# DATASET ENTRIES
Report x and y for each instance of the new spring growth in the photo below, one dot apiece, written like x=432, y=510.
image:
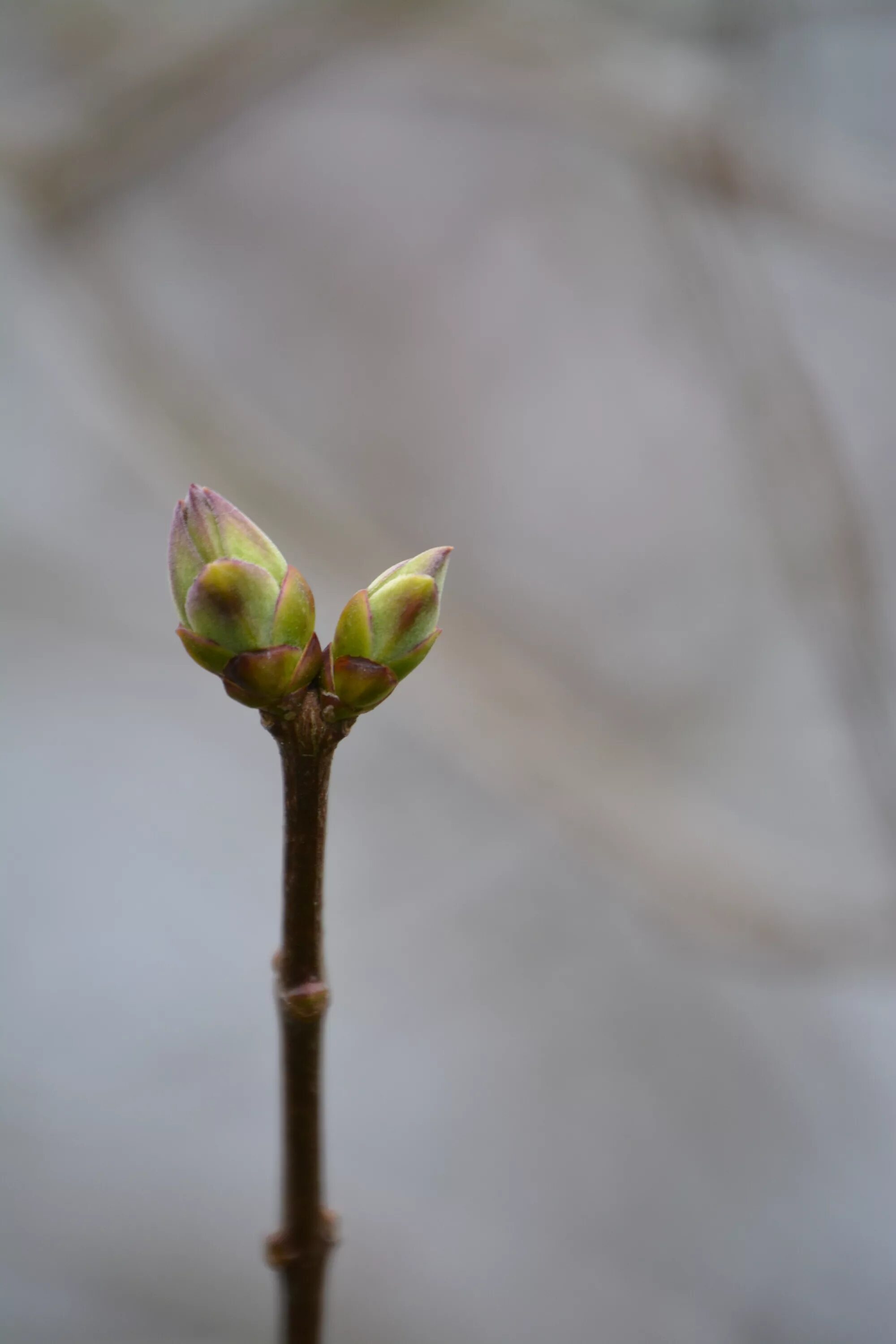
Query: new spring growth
x=383, y=633
x=246, y=615
x=249, y=617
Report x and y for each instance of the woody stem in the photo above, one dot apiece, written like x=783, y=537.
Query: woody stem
x=300, y=1250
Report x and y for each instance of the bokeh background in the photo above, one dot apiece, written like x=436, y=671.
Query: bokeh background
x=605, y=297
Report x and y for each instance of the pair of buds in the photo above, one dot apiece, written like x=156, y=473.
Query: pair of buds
x=249, y=617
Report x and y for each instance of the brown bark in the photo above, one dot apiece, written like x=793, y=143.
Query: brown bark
x=300, y=1250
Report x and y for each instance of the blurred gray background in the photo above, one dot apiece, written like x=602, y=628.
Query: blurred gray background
x=602, y=296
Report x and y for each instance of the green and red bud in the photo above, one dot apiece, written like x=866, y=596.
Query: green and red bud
x=246, y=615
x=383, y=633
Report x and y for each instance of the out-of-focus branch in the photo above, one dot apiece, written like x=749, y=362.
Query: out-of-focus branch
x=144, y=117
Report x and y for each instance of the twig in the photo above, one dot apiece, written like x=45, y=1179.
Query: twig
x=300, y=1250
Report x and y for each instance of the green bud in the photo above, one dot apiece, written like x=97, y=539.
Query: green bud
x=383, y=633
x=246, y=615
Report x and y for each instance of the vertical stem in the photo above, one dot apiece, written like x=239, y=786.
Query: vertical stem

# EXERCISE
Please write out the material again from its start through the line containing "x=144, y=117", keeping every line and not only the answers, and shift each coordinate in the answers by adding 35. Leave the pictures out.

# THE RESULT
Report x and y for each instance of the new spring growth in the photo below, one dot apiece, written like x=432, y=510.
image:
Query: new spring growth
x=418, y=668
x=281, y=650
x=284, y=652
Report x and y for each instance of the woody stem in the photo above, one dot apiece, written like x=783, y=537.
Query: woody stem
x=335, y=1285
Report x and y for each instance of the bokeh background in the photo above, one dot apiece, written like x=436, y=671.
Query: bokeh background
x=640, y=332
Report x and y for each instance of the pair of buds in the photo above, one dot apiece, written like x=156, y=473.
Query: pair of buds
x=284, y=652
Report x and y for each instance of the brown bark in the photo above, one dot apiece, written like x=793, y=143.
Query: brown bark
x=335, y=1285
Report x and y for each instance of the blurred gray background in the photo above, one dot apiece, written like x=602, y=628.
Query: blurred gray background
x=637, y=331
Report x and y for each instance of the green and red bud in the photo above, one dot apiece, written like x=866, y=596.
Query: green and red bud
x=281, y=650
x=418, y=668
Report x and y for each instance of the out-of-focus branch in the photo above, one dot apiece, written like x=749, y=362.
Query: out-of-focus branch
x=179, y=152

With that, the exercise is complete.